Sem provas testemunhais e sem confissão, o embate jurídico ficou por conta das provas técnicas que, podendo ser falíveis, ainda foram manuseadas por agentes que não tiveram o cuidado de preservar o local do crime onde as referidas provas foram colhidas; alem de, eles mesmos, chegarem a macular tal local utilizando-se dos utensílios domésticos lá existentes para satisfazerem seus desejos com cafeína.

Mais estarrecedor ainda foi o julgamento, que incluiu sete jurados com pré-conceitos acumulados por dois anos de massificação televisiva; um promotor que primou pela visão parcial definida pelo Ministério Público, que busca apenas acusar em detrimento da busca pela verdade; um advogado que se rendeu ao mito da fama, amedrontando-se perante há um Promotor Público experiente, aceitando o caso com o espírito de perdedor.

Aliado a todas essas variáveis estava nas galerias do coliseu o povo, clamando por sangue há dois anos e havido para colocar na arena os leões famintos, prontos a degustar cristãos indefesos.

Quem matou Isabella Nardoni¿ eu confiaria muito mais no julgamento do Juiz Togado que, embora não esteja imune ao clamor popular, é elemento com formação jurídica adequada para procurar no mínimo chegar à verossimilhança. Não acredito em um júri popular sem a variável interveniente da emoção, mas dou voto de confiança ao rigor científico de um Magistrado.

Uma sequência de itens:

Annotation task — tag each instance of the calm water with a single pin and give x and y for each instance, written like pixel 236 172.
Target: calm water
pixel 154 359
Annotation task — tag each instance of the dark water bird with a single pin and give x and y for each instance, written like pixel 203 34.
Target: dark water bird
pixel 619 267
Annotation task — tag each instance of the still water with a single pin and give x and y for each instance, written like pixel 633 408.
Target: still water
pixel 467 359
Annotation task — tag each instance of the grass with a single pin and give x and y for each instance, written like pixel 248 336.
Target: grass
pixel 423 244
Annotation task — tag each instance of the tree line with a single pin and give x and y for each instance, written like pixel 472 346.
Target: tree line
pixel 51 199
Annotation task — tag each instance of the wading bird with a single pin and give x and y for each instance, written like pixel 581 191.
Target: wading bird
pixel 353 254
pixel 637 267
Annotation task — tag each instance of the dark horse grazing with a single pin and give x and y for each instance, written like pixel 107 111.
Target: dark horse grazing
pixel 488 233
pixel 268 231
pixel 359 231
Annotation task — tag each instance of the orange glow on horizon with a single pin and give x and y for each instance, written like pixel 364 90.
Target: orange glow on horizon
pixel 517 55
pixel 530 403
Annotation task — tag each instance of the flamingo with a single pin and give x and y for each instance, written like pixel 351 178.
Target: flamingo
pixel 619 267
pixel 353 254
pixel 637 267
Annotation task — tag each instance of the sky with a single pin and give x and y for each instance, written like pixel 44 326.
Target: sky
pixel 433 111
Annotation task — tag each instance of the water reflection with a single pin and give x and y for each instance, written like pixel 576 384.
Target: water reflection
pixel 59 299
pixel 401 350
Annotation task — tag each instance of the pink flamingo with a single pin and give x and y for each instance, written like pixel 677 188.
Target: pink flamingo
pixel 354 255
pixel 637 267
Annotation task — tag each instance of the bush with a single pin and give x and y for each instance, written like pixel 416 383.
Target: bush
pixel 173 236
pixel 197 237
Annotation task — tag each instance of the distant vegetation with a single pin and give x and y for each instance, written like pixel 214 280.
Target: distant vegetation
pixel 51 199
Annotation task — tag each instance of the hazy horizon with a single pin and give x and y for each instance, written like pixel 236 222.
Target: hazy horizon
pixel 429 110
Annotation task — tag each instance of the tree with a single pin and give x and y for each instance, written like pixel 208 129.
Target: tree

* * *

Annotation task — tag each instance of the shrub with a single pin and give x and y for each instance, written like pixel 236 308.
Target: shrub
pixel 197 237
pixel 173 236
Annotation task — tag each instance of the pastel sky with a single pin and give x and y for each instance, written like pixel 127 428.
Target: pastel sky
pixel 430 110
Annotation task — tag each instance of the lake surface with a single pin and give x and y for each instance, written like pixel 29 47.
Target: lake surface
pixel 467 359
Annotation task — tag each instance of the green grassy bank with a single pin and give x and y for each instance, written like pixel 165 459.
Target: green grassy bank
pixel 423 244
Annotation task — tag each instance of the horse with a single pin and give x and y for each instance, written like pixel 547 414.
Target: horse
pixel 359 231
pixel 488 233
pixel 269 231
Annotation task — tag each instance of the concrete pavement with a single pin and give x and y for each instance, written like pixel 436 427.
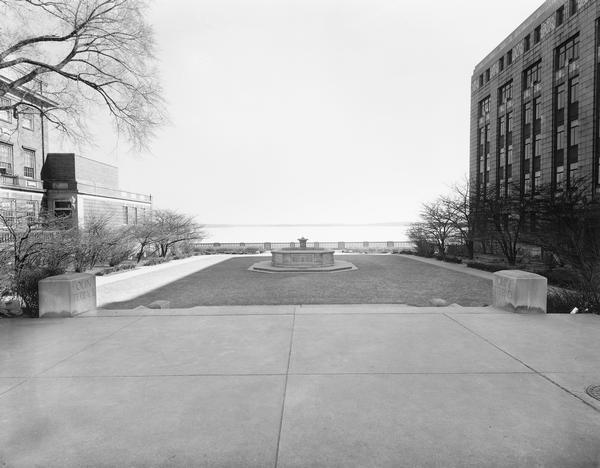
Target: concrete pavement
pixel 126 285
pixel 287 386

O QUE SE PEDE:
1/ Liste os participantes do julgamento que o texto sobre o caso Isabella Nardoni critica no parágrafo iniciado por "Mais estarrecedor ainda".
2/ Responda, com base no texto sobre o caso Isabella Nardoni:
(a) Que tipo de prova restou para o embate jurídico?
(b) Por quanto tempo os jurados acumularam pré-conceitos?
(c) Em qual julgamento o texto afirma que confiaria muito mais?
3/ Dê prosseguimento ao texto sobre o caso Isabella Nardoni a partir do ponto em que ele termina.

RESPOSTAS POR TAREFA:
1/
- Os sete jurados
- O promotor
- O advogado

2/
(a) As provas técnicas.
(b) Por dois anos de massificação televisiva.
(c) No julgamento do Juiz Togado.

3/
Vou negar-me veementemente a supor que um pai jogaria sua própria filha por uma janela, mesmo que fosse para defender sua companheira de uma possível acusação; mesmo que soubesse que a filha já estivesse morta. Eu não quero acreditar nessas hipóteses, mas sei que existem, infelizmente. Mesmo nesse caso específico eu quero negar à minha consciência que um pai tenha assassinado sua filha. Entretanto, um crime foi cometido! Resta saber quem cometeu tal atrocidade. Sem histerias coletivas; sem pré-conceitos; sem teleguias; sem opiniões. A busca pela verdade exige rigor científico e a sobreposição da razão, ao invés da emoção.

Quem não tem compromisso com a verdade de um determinado caso deveria afastar-se de certas situações, como aquela de ser jurado em um tribunal; o pior de tudo é que muitas pessoas comuns se inscrevem apenas para satisfazer seus egos, para se fotografarem ilusoriamente como “magistrados” em júris que determinam a vida de certas pessoas.

Imagine-se a prisão perpétua ou a pena de morte! Embora muitas vezes necessárias, ainda bem que não a temos em nosso cabedal jurídico, porque para isso seria preciso primeiro que preparássemos muito bem os julgadores, pois de arena a Roma antiga já saturou o mundo!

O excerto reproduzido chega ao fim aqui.